DOKUMENTAUSSCHNITT:
----------

Industrielle Steuerungssysteme (ICS, Industrial Control Systems) waren traditionell von Sicherheitsbedrohungen abgeschirmt, da sie keine externe Konnektivität aufweisen und ihre Hard- und Software proprietär ist. Heute jedoch sind ICS, die Fertigungsprozesse überwachen und wichtige Infrastrukturen wie Transportsysteme und Energieverteilungsnetze steuern, nicht mehr isoliert.
In der Tat laufen diese Systeme jetzt auf standardbasierten Architekturen und Technologien und nutzen das Internet, um sich mit anderen ICS-, IT- und IoT-Systemen zu verbinden. Diese Interkonnektivität hat zu Innovationen und Kostensenkungen geführt, da sie es den Unternehmen ermöglicht, ihre ICS aus der Ferne zu verwalten, zu überwachen und zu steuern. Aber sie hat auch die Anfälligkeit der industriellen Steuerungssysteme für Cyberangriffe drastisch erhöht.

----------

ROHDATEN:
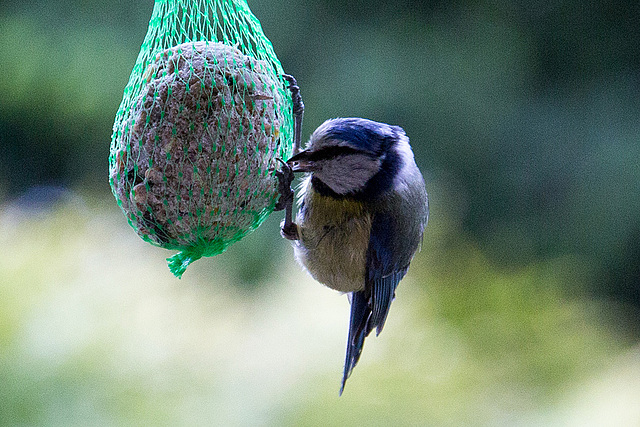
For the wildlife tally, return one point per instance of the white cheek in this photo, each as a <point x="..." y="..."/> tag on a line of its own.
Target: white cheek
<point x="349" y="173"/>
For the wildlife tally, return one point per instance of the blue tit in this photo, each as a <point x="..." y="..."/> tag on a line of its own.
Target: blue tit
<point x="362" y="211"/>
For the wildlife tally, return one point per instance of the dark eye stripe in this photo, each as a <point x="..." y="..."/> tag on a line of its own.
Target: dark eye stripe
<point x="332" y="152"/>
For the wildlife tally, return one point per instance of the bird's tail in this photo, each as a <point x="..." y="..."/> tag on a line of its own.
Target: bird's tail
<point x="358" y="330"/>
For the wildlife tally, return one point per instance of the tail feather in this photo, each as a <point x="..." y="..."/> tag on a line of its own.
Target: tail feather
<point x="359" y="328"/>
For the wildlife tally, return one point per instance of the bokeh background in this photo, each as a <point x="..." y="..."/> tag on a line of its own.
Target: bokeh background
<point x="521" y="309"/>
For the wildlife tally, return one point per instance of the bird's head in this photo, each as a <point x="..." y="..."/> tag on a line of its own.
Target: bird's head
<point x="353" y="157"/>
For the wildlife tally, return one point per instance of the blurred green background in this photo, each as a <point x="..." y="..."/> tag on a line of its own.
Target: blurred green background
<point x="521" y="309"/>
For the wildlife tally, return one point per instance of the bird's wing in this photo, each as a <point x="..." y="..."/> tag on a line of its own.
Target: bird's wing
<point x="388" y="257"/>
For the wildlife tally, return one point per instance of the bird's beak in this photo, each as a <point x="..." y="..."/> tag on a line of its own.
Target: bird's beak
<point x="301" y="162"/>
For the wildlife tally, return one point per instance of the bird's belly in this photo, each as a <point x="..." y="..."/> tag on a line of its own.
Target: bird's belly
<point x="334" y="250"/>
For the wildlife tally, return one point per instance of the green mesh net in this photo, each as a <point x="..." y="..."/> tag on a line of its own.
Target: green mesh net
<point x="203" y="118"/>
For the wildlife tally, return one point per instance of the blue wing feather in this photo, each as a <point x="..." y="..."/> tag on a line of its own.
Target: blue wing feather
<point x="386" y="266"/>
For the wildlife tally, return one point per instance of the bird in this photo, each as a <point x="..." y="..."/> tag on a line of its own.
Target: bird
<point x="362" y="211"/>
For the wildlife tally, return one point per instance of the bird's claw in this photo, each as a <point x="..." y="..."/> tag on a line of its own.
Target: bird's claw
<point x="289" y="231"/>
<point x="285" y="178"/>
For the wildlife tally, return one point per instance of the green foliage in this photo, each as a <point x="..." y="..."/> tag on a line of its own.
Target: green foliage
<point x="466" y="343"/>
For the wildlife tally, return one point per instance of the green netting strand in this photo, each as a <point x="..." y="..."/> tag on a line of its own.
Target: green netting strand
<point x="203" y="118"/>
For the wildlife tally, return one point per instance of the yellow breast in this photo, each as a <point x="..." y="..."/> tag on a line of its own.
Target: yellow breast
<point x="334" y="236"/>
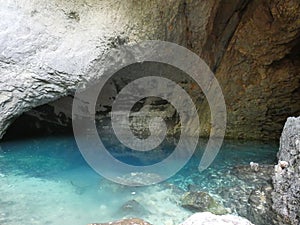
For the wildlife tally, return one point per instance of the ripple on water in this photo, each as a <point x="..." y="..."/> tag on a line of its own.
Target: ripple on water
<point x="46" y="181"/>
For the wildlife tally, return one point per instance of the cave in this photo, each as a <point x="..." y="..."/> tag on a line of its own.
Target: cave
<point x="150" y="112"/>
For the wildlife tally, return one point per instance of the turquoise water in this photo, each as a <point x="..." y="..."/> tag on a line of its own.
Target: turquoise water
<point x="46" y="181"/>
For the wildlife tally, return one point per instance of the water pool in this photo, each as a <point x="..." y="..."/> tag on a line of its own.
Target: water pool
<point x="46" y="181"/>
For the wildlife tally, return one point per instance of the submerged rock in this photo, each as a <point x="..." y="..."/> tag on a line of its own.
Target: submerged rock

----------

AUFGABENSTELLUNG:
Beantworte anhand des Dokumentausschnitts die folgenden Fragen:
(a) Aus welchen zwei Gründen waren industrielle Steuerungssysteme traditionell von Sicherheitsbedrohungen abgeschirmt?
(b) Welche wichtigen Infrastrukturen werden als Beispiele für von ICS gesteuerte Systeme genannt?
(c) Zu welchen zwei Vorteilen hat die Interkonnektivität geführt?

LÖSUNG:
(a) Sie weisen keine externe Konnektivität auf, und ihre Hard- und Software ist proprietär.
(b) Transportsysteme und Energieverteilungsnetze.
(c) Zu Innovationen und Kostensenkungen.